What this task involves: Scan the entries below and return each line that contains "horizon".

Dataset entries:
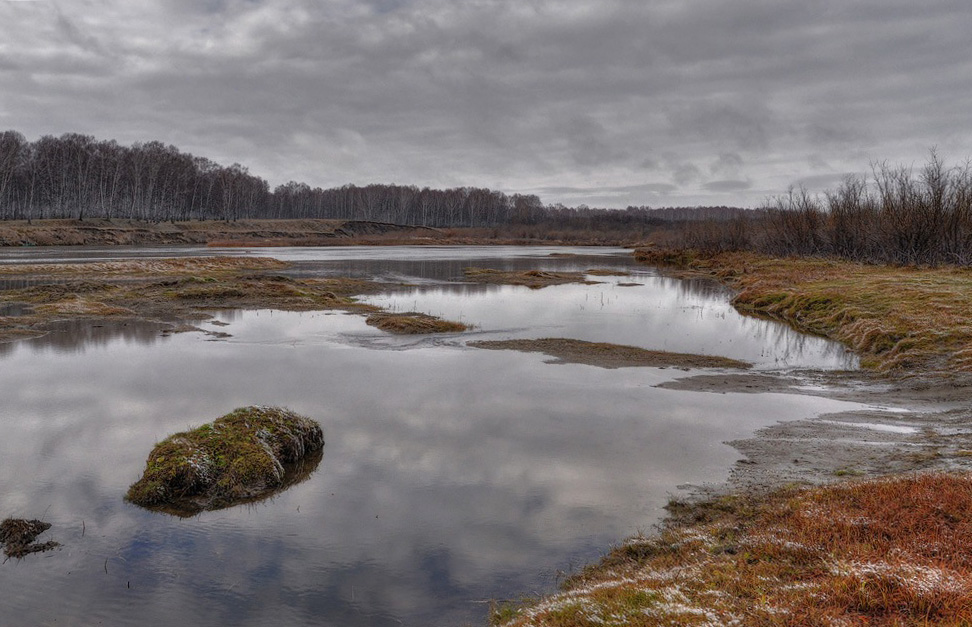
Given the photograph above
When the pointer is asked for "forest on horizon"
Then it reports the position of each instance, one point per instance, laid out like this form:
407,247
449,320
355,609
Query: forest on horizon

Response area:
When the pointer is asked for "forest on horizon"
Query: forest on horizon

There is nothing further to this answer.